╭─ Input

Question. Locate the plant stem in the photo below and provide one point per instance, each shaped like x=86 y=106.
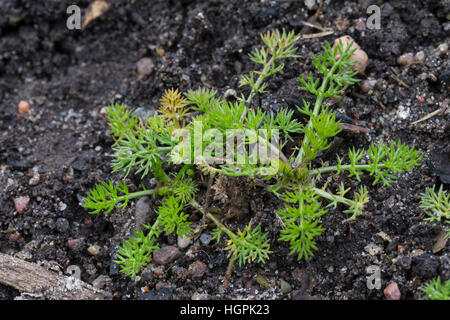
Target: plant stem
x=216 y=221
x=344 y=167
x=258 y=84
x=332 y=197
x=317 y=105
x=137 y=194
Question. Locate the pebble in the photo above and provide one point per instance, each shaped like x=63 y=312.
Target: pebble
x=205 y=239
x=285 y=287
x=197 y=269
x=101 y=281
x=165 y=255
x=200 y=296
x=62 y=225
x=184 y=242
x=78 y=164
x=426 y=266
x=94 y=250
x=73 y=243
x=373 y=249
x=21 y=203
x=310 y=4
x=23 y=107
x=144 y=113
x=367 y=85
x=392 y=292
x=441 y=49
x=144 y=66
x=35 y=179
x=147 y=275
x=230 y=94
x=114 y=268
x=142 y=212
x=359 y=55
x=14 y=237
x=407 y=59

╰─
╭─ Input

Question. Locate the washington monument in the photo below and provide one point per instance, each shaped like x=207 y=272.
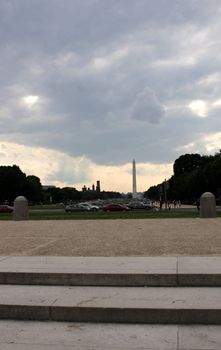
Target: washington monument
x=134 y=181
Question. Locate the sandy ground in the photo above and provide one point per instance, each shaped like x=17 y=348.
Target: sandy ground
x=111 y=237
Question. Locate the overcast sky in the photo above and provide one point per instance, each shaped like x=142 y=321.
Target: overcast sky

╰─

In the records above, find the line with "Target: sandy ground"; write out exactly that line and each one after it, stopping after the line with "Target: overcast sky".

Target: sandy ground
x=111 y=237
Question. Locate the overcast sky in the photo above and provide one point per instance, each shaped like x=142 y=321.
Target: overcast sky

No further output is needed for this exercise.